§ **To be done**:
Collect every line in the entries below that contains the string "bush", treating uppercase and lowercase as distinct.

§ **Dataset records**:
##########
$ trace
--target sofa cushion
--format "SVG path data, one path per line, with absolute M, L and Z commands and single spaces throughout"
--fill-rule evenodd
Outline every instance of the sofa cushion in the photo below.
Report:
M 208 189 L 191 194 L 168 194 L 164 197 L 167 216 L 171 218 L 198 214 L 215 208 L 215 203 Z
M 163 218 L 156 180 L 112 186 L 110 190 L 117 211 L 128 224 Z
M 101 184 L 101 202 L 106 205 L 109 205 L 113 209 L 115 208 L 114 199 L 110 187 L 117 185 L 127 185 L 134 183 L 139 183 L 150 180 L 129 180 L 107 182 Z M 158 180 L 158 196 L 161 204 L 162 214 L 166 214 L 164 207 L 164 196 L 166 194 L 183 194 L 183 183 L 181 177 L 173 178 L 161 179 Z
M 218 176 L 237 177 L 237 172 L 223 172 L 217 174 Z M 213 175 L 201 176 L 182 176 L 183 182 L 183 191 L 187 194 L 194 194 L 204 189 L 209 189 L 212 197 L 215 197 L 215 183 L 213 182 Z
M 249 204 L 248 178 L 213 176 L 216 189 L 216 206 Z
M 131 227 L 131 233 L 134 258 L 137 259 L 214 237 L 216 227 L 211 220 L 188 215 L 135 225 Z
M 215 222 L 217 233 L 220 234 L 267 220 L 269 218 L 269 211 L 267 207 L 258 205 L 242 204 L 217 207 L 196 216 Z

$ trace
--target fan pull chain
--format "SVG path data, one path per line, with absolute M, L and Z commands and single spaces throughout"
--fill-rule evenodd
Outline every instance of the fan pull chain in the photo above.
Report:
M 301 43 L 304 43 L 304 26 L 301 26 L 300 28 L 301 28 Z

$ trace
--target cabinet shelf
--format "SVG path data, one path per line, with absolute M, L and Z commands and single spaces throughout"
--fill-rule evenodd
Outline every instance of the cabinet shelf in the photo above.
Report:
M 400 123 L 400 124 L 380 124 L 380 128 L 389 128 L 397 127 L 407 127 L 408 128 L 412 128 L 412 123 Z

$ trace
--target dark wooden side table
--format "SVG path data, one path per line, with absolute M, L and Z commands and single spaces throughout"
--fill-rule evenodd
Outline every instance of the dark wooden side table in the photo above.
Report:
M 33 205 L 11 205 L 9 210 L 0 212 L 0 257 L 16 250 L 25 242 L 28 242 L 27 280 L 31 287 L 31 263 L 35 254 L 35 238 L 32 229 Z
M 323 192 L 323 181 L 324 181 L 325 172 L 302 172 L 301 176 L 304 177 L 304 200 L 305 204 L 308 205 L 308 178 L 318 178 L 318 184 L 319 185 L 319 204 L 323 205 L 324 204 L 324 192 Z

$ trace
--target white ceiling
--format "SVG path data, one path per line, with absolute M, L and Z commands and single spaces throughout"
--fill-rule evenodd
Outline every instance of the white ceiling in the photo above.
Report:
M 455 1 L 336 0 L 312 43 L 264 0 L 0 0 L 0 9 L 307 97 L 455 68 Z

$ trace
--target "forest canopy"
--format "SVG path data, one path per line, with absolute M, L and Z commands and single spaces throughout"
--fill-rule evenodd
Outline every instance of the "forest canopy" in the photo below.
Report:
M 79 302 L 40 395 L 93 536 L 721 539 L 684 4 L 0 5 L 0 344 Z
##########
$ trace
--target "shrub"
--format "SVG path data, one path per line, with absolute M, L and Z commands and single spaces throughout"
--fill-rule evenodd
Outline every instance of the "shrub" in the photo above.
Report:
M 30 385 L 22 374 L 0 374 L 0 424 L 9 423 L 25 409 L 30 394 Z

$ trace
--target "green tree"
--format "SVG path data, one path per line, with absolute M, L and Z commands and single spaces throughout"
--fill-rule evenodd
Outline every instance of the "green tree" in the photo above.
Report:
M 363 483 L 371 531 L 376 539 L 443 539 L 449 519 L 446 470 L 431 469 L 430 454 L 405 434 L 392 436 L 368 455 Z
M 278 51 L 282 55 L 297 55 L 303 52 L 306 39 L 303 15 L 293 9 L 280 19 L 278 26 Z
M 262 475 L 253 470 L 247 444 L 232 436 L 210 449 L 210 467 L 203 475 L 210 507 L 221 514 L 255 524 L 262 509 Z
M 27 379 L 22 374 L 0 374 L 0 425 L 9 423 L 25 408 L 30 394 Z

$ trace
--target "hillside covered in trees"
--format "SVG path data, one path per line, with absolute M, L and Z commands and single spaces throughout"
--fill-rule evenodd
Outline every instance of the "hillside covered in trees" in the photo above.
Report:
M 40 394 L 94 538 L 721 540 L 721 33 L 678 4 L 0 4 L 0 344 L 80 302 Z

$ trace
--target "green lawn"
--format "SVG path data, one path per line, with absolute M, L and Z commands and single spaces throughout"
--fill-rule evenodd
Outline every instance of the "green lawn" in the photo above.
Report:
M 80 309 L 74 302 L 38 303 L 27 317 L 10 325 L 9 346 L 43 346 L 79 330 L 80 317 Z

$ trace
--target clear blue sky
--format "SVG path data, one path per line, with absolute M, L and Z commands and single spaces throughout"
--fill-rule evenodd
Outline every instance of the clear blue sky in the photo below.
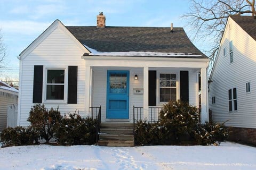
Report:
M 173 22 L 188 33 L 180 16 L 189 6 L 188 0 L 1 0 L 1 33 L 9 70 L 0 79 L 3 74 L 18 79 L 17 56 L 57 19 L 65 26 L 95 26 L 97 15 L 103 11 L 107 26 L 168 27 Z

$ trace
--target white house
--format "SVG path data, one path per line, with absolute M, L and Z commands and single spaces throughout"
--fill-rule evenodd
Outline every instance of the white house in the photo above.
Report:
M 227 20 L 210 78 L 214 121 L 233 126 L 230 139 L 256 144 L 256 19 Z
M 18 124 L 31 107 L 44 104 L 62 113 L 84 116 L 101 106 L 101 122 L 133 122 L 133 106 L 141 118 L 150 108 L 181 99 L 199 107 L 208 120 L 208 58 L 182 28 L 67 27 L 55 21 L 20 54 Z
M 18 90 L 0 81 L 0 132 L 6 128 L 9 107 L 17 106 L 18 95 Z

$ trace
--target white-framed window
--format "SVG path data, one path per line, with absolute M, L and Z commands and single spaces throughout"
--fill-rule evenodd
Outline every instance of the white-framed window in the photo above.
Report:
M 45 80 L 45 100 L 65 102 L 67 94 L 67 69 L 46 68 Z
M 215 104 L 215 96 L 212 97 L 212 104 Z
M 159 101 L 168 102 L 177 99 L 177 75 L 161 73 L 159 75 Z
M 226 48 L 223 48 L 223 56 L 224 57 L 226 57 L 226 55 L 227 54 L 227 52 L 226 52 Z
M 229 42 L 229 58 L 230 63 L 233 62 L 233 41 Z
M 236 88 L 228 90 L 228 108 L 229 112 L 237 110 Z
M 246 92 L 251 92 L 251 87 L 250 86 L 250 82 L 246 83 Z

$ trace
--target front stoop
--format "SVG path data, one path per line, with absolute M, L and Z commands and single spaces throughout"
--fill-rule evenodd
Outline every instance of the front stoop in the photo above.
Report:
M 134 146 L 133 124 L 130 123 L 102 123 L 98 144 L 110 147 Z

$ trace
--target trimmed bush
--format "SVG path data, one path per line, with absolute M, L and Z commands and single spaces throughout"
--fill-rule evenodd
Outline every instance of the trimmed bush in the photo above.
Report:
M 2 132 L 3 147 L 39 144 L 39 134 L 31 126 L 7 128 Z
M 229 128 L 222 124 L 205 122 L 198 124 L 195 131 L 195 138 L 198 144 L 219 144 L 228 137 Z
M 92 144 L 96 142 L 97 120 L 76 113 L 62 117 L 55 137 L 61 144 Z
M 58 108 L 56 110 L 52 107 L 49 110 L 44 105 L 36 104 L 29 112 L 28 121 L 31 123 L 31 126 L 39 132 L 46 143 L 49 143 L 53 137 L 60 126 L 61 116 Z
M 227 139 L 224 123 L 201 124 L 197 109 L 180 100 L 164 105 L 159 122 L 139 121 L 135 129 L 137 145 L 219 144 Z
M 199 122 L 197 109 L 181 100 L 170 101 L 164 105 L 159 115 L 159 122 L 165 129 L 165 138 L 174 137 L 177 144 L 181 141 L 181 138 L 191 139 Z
##########
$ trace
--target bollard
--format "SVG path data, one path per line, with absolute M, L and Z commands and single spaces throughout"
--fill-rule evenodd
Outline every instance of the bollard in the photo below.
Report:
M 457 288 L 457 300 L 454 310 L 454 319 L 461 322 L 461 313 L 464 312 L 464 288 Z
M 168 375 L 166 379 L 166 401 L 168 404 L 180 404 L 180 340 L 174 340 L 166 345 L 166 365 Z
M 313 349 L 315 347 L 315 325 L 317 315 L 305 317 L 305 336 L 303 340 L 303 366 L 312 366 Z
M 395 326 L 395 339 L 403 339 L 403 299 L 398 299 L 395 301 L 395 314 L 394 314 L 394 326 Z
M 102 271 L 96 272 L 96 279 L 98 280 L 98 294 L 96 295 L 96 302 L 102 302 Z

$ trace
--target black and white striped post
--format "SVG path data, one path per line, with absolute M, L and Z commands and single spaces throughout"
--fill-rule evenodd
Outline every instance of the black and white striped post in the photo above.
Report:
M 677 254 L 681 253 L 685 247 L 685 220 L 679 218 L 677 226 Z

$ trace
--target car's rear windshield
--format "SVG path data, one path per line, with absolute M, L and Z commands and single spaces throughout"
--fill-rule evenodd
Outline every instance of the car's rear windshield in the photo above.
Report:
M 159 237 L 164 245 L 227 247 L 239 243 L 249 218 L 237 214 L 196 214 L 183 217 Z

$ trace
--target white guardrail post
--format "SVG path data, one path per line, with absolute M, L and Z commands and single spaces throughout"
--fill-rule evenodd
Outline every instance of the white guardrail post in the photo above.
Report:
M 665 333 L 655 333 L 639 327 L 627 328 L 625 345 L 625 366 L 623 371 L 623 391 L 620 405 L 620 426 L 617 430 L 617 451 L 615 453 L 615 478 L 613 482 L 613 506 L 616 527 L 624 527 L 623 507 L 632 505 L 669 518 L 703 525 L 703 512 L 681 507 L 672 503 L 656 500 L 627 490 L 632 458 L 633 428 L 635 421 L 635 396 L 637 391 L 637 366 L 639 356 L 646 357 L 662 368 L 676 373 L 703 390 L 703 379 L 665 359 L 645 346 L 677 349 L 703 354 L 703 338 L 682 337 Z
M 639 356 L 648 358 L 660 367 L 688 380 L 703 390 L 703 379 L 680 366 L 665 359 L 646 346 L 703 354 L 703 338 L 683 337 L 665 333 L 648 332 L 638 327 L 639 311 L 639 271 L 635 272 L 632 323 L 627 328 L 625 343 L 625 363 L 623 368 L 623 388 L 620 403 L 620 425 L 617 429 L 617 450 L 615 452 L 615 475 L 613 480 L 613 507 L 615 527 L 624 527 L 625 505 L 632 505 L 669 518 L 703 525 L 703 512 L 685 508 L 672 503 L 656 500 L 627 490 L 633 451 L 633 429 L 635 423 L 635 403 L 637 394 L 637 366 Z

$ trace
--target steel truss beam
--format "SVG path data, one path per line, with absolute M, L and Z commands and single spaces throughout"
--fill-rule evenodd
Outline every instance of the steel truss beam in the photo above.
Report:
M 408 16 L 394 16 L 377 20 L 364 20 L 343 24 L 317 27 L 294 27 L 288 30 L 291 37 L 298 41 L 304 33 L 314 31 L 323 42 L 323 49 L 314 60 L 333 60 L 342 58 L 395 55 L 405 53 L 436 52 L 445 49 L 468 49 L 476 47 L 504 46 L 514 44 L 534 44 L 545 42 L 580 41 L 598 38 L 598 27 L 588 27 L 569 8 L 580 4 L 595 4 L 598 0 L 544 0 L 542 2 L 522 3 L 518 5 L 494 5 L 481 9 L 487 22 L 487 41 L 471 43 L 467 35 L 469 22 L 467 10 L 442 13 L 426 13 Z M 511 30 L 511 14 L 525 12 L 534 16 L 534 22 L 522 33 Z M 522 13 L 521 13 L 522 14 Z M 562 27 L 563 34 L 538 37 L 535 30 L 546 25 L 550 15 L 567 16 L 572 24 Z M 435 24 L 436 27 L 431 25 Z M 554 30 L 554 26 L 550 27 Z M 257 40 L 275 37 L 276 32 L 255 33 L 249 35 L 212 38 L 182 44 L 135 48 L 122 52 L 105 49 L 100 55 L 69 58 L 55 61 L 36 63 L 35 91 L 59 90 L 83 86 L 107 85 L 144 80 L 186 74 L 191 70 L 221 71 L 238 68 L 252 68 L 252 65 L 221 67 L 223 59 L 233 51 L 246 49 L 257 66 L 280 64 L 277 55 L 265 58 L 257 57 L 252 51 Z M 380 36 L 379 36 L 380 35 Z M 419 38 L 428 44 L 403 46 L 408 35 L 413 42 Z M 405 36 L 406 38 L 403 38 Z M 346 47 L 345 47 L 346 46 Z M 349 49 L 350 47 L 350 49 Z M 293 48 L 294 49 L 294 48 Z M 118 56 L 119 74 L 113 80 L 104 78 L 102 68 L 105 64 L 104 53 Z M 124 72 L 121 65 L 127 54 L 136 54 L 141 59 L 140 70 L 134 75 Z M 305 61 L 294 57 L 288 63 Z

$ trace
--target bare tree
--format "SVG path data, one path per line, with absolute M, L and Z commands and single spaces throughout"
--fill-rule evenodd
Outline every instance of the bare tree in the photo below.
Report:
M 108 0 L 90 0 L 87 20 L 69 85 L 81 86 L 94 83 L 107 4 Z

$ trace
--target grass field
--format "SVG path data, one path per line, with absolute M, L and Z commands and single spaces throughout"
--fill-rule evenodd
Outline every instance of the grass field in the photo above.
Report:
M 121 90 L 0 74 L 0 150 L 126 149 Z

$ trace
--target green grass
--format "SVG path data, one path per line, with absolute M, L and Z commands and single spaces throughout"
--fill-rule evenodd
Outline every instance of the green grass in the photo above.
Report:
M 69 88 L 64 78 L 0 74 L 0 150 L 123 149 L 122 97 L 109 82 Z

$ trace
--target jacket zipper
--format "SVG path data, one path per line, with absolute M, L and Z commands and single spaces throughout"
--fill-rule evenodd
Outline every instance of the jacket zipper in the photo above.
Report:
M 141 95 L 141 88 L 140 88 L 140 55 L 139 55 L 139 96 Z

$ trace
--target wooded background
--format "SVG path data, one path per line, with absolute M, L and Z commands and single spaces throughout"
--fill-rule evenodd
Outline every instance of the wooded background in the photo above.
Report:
##########
§ **Completed exercise**:
--target trimmed bush
Outline every instance of the trimmed bush in the photo above.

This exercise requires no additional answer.